── Dataset records
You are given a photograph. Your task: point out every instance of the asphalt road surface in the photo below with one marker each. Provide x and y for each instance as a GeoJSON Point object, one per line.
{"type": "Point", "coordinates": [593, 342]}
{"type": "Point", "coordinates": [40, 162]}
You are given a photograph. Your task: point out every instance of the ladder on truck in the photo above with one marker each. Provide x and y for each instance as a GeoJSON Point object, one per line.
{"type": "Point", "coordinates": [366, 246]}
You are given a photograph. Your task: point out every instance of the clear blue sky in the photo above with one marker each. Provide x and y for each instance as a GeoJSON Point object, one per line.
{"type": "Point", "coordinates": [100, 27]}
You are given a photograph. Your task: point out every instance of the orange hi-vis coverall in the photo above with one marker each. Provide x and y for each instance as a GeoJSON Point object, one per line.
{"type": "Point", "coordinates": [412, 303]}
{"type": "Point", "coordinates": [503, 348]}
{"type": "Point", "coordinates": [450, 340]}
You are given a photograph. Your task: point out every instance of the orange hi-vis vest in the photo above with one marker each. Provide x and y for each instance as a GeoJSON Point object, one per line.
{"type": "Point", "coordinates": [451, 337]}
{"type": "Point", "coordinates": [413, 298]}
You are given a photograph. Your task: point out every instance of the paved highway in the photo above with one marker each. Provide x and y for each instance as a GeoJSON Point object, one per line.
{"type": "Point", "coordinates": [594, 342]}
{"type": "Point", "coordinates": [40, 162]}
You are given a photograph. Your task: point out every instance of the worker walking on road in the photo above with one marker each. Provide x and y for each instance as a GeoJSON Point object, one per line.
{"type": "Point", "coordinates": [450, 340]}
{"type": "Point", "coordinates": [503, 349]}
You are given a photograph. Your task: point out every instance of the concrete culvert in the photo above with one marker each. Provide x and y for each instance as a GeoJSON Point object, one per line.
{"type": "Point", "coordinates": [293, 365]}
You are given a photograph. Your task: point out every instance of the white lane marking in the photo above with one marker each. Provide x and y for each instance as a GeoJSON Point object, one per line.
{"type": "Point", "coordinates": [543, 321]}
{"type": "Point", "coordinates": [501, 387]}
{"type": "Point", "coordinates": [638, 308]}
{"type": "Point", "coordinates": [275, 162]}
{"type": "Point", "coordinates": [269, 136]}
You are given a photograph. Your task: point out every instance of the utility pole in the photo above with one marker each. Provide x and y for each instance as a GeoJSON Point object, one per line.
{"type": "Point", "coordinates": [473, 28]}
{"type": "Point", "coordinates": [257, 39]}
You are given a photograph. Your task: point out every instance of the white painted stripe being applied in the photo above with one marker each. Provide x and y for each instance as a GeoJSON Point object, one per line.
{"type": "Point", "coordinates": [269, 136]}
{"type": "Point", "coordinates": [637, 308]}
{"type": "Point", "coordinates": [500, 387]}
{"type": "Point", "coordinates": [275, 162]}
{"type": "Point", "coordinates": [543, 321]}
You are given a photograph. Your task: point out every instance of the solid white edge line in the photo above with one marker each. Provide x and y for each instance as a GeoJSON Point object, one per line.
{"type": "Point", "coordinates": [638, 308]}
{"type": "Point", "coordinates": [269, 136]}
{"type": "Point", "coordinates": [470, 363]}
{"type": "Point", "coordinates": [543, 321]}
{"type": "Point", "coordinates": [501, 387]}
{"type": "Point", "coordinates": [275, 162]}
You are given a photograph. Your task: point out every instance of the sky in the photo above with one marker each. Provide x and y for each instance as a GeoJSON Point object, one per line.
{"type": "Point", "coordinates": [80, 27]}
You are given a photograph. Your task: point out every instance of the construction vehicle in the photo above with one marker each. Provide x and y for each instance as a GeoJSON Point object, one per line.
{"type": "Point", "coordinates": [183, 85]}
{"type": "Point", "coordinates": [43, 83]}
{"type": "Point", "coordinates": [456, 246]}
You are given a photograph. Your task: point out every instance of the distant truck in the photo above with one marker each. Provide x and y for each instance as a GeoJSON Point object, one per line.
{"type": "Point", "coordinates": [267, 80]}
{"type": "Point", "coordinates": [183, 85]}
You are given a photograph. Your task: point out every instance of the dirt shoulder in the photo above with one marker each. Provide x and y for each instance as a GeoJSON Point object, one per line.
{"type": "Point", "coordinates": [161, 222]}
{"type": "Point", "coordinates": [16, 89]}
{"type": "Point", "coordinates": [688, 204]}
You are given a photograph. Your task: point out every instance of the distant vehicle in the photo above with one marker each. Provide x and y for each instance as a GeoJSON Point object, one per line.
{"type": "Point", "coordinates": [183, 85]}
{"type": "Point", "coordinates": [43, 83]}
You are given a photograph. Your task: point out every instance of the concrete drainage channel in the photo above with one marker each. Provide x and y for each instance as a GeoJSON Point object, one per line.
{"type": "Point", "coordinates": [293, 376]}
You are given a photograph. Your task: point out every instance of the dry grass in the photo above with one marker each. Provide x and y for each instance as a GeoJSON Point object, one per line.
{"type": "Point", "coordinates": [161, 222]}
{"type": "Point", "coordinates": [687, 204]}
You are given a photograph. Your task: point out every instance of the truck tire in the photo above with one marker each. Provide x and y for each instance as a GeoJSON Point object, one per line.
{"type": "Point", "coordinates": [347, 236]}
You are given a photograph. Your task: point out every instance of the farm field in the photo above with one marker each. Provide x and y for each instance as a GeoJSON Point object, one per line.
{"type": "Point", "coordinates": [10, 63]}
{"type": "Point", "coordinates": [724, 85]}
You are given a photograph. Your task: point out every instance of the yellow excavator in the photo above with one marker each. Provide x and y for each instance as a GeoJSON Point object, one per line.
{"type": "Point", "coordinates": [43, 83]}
────
■ **The task**: The answer consists only of the lines from the one containing "of the dirt" to the end of the records, each written out exactly.

■ **Completed exercise**:
You are given a photograph. Your task: point out every instance of the dirt shoulder in the photo above with one marker each. Provide x and y for each instance as a GeoJSON Point object, one per line.
{"type": "Point", "coordinates": [161, 222]}
{"type": "Point", "coordinates": [16, 89]}
{"type": "Point", "coordinates": [688, 204]}
You are given a photograph. Your task: point out every instance of the distant vehicle in the photo above with one marker each. Provide x and y for each instance as a GeoJSON Point object, one per line.
{"type": "Point", "coordinates": [183, 85]}
{"type": "Point", "coordinates": [43, 83]}
You are given a photograph. Your task: point out every instance of the concrete drainage channel in the photo above with one marker each. Provide x and y for each instance as a GeoJSON Point object, one per line.
{"type": "Point", "coordinates": [293, 376]}
You are given a photograph. Your task: point out every instance of the dry grass in the photo above with one marker each. Provide x and y for each instance as a GeoJSON Point object, one per line.
{"type": "Point", "coordinates": [161, 222]}
{"type": "Point", "coordinates": [687, 204]}
You are given a photograph. Your task: point out every instance of the truck tire in the photo above with one marker each. Provide x and y for each instance as a GeoJSON Point object, one per line.
{"type": "Point", "coordinates": [347, 236]}
You are given a photograph. Your task: point out every instance of the farm field in the photo above with one marker each. Provide x and y for each instance as a GeoJSON Point object, one per line.
{"type": "Point", "coordinates": [10, 63]}
{"type": "Point", "coordinates": [724, 85]}
You are given a photograph. Your task: point out every instance of the yellow excavator in the photo above with one marker each. Provide x and y for each instance as a GeoJSON Point object, one per line.
{"type": "Point", "coordinates": [43, 83]}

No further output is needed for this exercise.